Zo zochten de cultuurpessimisten, die het pad voor de nazi’s plaveiden, naar een nieuw oriëntatiepunt in de benauwde en goddeloze wereld van de nieuwe tijd. Dat was een nieuwe wereld die allang was aangebroken, maar waarvan de gevolgen zich nu pas lieten gelden. Nu de natuurwetenschap was gestuit op de grenzen van het kenbare, raasde de mens voort in het onbekende. De menselijke kennis had zich losgezongen van het voorstelbare en de resultaten van de wetenschap werden niet meer geïntegreerd in een samenhangende levensvisie.
‘Das Wesen aller Kultur ist Religion, fölgerlich is das Wesen aller Zivilisation Irreligion,’ schreef Spengler. Ook Huizinga heeft zich in dergelijke zin uitgelaten.’ Cultuur moet metafysisch gericht zijn, of zij zal niet zijn,’ schreef hij in zijn boek In De schaduwen van morgen. Dat was de breukervaring. die zich al voor de Eerste Wereldoorlog had aangediend, letterlijk op het breukvlak van twee eeuwen, zo de historicus Romein dat noemde.

Aangeleverde records —
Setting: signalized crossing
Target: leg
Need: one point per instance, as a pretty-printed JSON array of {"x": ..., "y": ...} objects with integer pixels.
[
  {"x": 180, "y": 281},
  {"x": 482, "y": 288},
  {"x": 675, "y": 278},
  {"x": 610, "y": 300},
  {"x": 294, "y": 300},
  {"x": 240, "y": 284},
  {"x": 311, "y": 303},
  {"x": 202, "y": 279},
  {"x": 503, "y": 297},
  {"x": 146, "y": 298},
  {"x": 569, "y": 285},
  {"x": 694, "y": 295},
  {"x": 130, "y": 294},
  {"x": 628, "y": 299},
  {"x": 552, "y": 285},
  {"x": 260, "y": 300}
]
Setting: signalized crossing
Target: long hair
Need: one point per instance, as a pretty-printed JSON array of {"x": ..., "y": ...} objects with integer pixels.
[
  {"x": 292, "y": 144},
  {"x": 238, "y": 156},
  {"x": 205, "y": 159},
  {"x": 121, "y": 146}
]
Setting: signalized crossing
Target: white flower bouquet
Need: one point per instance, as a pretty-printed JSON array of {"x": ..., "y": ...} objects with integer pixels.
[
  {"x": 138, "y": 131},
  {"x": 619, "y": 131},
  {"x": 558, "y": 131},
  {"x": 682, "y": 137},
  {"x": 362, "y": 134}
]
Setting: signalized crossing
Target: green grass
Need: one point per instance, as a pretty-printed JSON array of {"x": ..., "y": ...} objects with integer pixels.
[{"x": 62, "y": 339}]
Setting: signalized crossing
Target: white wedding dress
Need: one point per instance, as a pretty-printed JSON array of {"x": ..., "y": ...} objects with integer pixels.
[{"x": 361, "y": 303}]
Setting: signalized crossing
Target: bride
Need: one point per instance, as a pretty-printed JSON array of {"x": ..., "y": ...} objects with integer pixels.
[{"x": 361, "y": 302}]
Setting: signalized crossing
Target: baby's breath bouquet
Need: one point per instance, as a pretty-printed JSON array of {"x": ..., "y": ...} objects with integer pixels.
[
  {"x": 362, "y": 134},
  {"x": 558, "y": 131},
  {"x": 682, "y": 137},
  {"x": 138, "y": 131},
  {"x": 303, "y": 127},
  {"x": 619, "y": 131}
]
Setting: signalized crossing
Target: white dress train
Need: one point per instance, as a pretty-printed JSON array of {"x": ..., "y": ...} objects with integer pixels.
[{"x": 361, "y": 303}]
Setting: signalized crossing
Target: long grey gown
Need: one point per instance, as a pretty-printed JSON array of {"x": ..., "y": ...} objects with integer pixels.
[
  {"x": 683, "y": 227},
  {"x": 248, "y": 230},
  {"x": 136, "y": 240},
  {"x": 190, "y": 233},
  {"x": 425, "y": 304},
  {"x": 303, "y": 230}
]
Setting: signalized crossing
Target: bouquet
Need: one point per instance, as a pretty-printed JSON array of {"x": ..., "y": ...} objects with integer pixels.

Wat te doen —
Kun je in het tekstfragment het stuk van "Zo zochten de" tot en met "een samenhangende levensvisie." letterlijk overtypen? De records zijn afzonderlijk materiaal en horen niet bij het tekstfragment.

Antwoord —
Zo zochten de cultuurpessimisten, die het pad voor de nazi’s plaveiden, naar een nieuw oriëntatiepunt in de benauwde en goddeloze wereld van de nieuwe tijd. Dat was een nieuwe wereld die allang was aangebroken, maar waarvan de gevolgen zich nu pas lieten gelden. Nu de natuurwetenschap was gestuit op de grenzen van het kenbare, raasde de mens voort in het onbekende. De menselijke kennis had zich losgezongen van het voorstelbare en de resultaten van de wetenschap werden niet meer geïntegreerd in een samenhangende levensvisie.